### Try it
Copying starts at the line containing "Locate the price tag" and stops after the last line of the records; each line is repeated exactly, and pictures are skipped.
[Opening Supplied material section]
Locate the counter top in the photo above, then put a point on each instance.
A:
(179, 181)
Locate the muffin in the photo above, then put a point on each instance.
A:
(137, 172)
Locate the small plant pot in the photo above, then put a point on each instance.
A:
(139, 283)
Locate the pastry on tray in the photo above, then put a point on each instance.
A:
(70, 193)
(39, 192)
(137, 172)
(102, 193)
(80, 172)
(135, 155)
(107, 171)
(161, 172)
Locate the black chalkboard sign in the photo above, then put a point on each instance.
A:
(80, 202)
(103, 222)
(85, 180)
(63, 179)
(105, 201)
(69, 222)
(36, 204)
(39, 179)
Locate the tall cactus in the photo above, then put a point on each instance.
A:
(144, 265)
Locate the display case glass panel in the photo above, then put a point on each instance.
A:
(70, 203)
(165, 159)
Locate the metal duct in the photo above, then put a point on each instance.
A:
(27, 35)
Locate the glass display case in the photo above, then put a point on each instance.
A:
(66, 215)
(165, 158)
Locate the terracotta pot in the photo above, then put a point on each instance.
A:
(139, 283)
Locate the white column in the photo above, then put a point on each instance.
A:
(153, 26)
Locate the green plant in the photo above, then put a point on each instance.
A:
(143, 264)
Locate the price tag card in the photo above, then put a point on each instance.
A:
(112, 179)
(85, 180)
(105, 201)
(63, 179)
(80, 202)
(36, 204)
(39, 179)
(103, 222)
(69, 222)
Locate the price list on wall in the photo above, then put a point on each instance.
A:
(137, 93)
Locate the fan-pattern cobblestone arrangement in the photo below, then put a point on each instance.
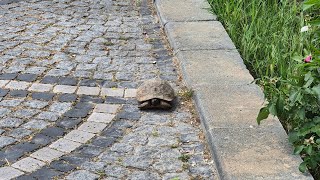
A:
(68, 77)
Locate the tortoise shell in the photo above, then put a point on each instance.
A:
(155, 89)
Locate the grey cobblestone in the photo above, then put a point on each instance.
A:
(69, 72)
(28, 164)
[Closing Supplied material section]
### Result below
Locate the price tag card in the photo above, then put a point on each instance.
A:
(112, 179)
(85, 180)
(105, 201)
(63, 179)
(80, 202)
(36, 204)
(39, 179)
(103, 222)
(69, 222)
Locate the price list on wall in the photo above, then put a point on each instance.
A:
(137, 93)
Locate the fan-pattern cobblestone arrangement in the photo below, then put a point on each instance.
A:
(68, 77)
Locate the tortoise shell in the photo above, then put a point on each instance.
A:
(155, 89)
Locate the grey cobblestone in the photo above, then put a point on each instance.
A:
(69, 72)
(28, 164)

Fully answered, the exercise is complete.